§ What the task asks
Leave out the images; return the rest of the data exactly.

☆ ☆ ☆ ☆ ☆

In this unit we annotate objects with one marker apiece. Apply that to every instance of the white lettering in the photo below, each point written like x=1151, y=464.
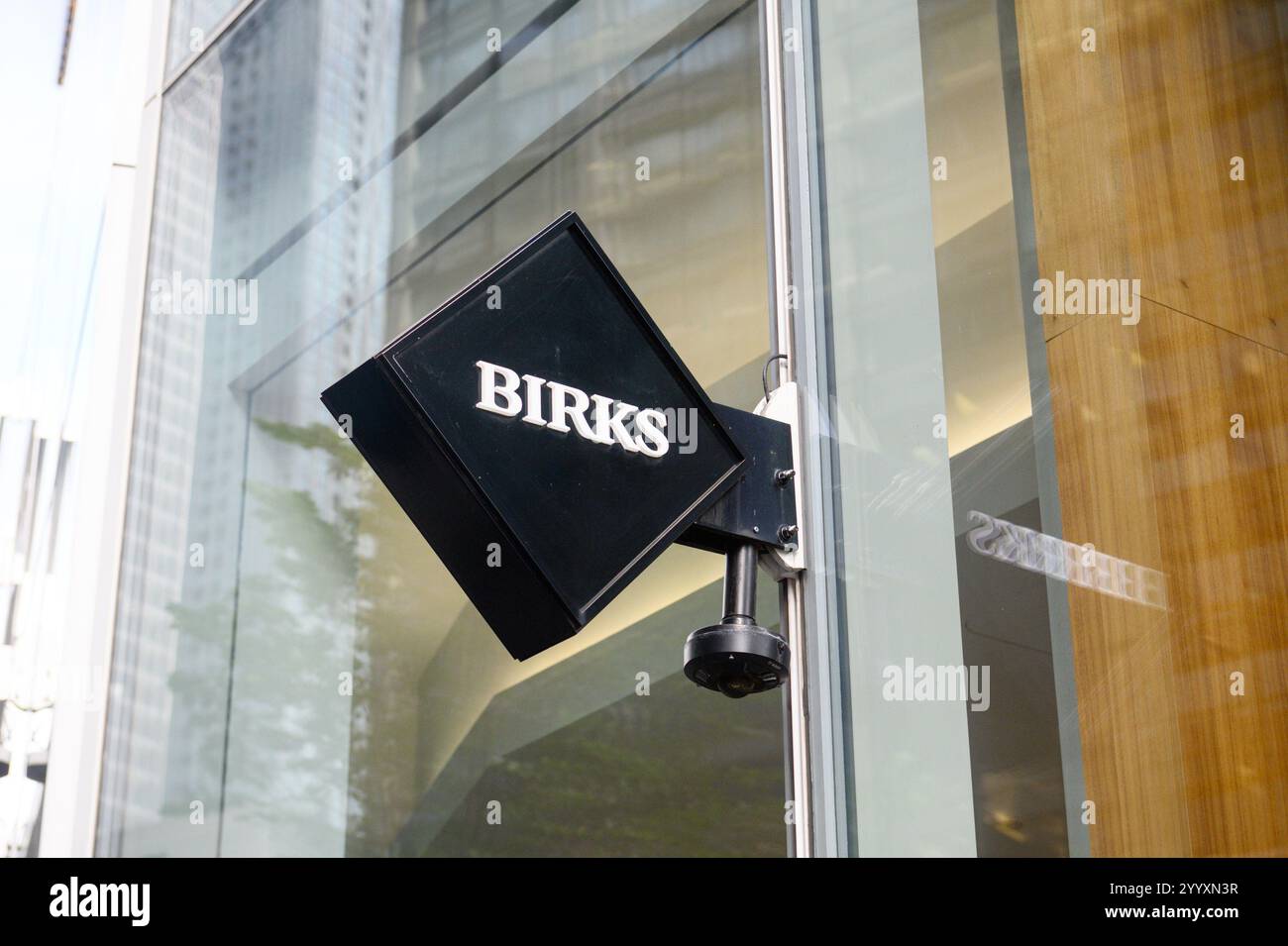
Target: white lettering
x=595, y=417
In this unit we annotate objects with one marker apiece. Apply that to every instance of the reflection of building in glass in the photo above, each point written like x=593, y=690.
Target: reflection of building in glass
x=232, y=176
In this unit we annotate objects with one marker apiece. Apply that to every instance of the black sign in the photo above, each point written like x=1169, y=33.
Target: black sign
x=527, y=429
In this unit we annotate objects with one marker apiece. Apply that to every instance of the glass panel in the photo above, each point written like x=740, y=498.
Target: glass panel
x=317, y=683
x=1051, y=314
x=191, y=26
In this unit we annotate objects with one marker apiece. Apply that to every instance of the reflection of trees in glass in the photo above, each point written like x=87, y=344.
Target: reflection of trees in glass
x=675, y=773
x=679, y=773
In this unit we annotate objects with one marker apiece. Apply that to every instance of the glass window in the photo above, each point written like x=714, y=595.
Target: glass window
x=295, y=671
x=1051, y=385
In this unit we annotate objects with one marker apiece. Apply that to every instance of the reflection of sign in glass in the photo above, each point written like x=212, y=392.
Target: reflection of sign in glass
x=562, y=502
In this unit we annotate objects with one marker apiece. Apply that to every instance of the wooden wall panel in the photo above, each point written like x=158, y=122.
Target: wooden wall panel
x=1146, y=464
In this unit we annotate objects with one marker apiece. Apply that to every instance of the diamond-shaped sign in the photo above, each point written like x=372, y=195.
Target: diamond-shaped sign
x=527, y=428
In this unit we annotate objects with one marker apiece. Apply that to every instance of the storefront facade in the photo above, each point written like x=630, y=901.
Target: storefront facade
x=1005, y=643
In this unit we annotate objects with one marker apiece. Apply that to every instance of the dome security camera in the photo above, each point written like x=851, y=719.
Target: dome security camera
x=737, y=657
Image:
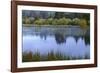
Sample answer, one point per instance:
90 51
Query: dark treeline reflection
60 38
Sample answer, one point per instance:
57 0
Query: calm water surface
69 41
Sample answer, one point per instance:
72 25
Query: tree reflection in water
60 38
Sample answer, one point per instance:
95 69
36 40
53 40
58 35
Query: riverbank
33 25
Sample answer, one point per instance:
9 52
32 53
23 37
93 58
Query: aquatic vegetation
51 56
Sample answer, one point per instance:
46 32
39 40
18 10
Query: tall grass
51 56
83 23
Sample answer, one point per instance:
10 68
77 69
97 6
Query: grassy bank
51 56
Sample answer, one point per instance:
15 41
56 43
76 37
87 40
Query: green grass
51 56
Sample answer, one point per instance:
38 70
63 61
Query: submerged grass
51 56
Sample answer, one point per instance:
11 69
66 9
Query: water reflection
55 41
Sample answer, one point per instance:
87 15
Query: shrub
26 20
76 21
83 23
55 22
39 21
64 21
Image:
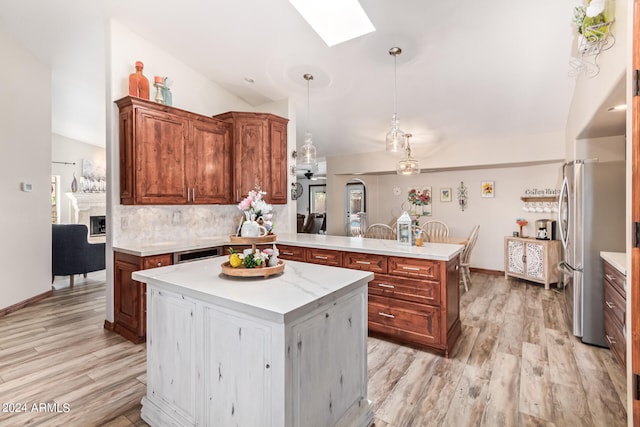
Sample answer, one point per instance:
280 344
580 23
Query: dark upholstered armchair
73 254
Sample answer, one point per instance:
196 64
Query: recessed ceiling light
621 107
335 21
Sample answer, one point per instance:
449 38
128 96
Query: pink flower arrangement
419 198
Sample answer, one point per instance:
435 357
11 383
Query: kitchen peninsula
414 297
284 351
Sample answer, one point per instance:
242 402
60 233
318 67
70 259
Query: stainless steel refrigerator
591 218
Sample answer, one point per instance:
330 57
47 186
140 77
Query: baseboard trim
23 304
487 271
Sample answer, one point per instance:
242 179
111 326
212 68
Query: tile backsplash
156 224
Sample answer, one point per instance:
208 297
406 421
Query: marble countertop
618 260
433 251
280 298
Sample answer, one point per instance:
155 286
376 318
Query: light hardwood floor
515 365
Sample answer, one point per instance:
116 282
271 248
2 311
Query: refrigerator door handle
562 212
567 269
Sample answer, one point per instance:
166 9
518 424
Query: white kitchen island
290 350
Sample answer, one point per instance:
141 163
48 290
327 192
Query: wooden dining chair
435 230
380 231
466 255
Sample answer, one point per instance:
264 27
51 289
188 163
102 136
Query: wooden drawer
324 256
615 337
368 262
419 291
614 303
292 253
614 277
416 268
157 261
415 323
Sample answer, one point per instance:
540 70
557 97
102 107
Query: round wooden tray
269 238
252 272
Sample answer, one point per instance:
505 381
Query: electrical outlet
177 218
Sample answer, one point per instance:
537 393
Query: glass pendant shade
408 165
307 156
395 137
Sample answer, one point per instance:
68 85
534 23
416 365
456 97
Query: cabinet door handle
390 316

☆ ☆ ☆ ☆ ☆

§ Solution to this exercise
In this unit we annotate objects with one marker apiece. Apply that to every instance of the white lettering in the photo below, each point written like x=1151, y=464.
Target: white lettering
x=595, y=417
In this unit we annotate objects with one marker apiece. Apply that to every instance of the reflection of building in glass in the photo above, each point written like x=593, y=690.
Target: reflection of building in glass
x=232, y=176
In this unit we annotate objects with one marker apiece. Apply that to every instance of the black sign in the photo above, each point written like x=1169, y=33.
Target: black sign
x=527, y=429
In this unit we annotate objects with one marker apiece. Apply that to every instance of the glass panel in the photo above, each point written like x=740, y=498.
Target: glass panel
x=317, y=683
x=1051, y=314
x=191, y=26
In this unit we annotate objects with one marker apiece. Apply that to every instance of the reflection of trees in glass in the photo above, each point written like x=87, y=344.
Target: reflection of trees in glass
x=675, y=773
x=679, y=773
In this unit we annotate objects with one marker apiece. Apply that to every instance of the glass window in the photo above, each point written like x=714, y=595.
Target: glass window
x=295, y=671
x=1051, y=385
In this unit we annotate objects with one marker apiece. Apply that to every instance of the reflection of sign in glass in the photo above, each point written like x=212, y=392.
Target: reflection of sign in glass
x=562, y=502
In this unit we annotate objects with one marker apiece. Apply that to every instance of the wooden wall panel in the photo above, each point written like x=158, y=122.
Target: wooden wall panel
x=1146, y=464
In this unit we annotate objects with one marker apiece. Apply that to every instance of the diamond-shaped sign in the photo above, each point written like x=372, y=195.
Target: diamond-shaped sign
x=527, y=428
In this unit we annotate objects with one marker apiece. Apply that to every instance of the storefront facade in the photo above, each point written like x=630, y=901.
Target: storefront facade
x=1005, y=643
In this unit we annotate objects with one marker apiece. Apply that to every instance of the dome security camera in the photo above, each point written like x=851, y=719.
Target: dome security camera
x=737, y=657
Image:
Sample answer, one point per instance:
90 51
Query: dark treeline reflection
60 38
Sample answer, one point per instance:
57 0
Query: calm water surface
69 41
Sample answer, one point per instance:
72 25
Query: tree reflection in water
60 38
Sample answer, one point per instance:
95 69
36 40
53 40
58 35
Query: riverbank
33 25
Sample answer, one point per instance:
9 52
32 53
23 37
93 58
Query: aquatic vegetation
51 56
Sample answer, one point per instance:
46 32
39 40
18 10
Query: tall grass
51 56
83 23
Sample answer, one point per instance:
10 68
77 69
97 6
Query: grassy bank
51 56
Sample answer, one point per instance:
15 41
56 43
76 37
87 40
Query: green grass
51 56
Sample answer, one point per instance:
38 70
63 61
Query: submerged grass
51 56
Sample answer, one point per instance:
11 69
66 9
Query: water reflection
55 41
Sample answer, one point per instance:
87 15
Query: shrub
26 20
76 21
83 23
55 22
39 21
64 21
Image:
Sample answer, one point per instance:
280 344
580 23
Query: dark upholstered armchair
73 254
Sample answer, one point per instance:
196 64
Query: recessed ceiling light
621 107
335 21
Sample answer, one point per instance:
449 38
128 96
Query: pink flower arrangement
419 198
Sample answer, one point per instance:
435 357
11 383
Query: kitchen peninsula
414 297
284 351
Sample answer, one point per instance:
242 402
60 233
318 67
70 259
Query: stainless steel refrigerator
591 218
Sample answer, one point per instance:
330 57
47 186
140 77
Query: baseboard trim
23 304
487 271
Sample answer, one point per instance:
242 179
111 326
212 68
Query: tile backsplash
156 224
Sample answer, one point per instance:
208 297
406 421
Query: marble countertop
618 260
433 251
280 298
Sample answer, one point per instance:
155 286
376 318
Query: light hardwood floor
515 365
Sample answer, one point per instance:
116 282
271 248
2 311
Query: refrigerator door handle
562 212
567 269
Sample answer, one point per instance:
166 9
518 424
Query: white kitchen island
290 350
Sample answer, one point per instance:
141 163
48 290
327 192
Query: wooden dining chair
435 230
380 231
466 255
Sample answer, one point per instance:
264 27
51 289
188 163
102 136
Query: wooden drawer
324 256
615 337
368 262
419 291
614 303
292 253
614 277
416 268
157 261
415 323
Sample answer, one point per instance:
540 70
557 97
102 107
Query: round wooden tray
269 238
252 272
Sample answer, one point per instance:
505 381
Query: electrical outlet
177 218
Sample answer, one point per instance:
537 393
Query: glass pendant shade
408 165
307 156
395 137
Sample answer, one point per instance:
68 85
534 23
416 365
456 97
Query: cabinet door handle
390 316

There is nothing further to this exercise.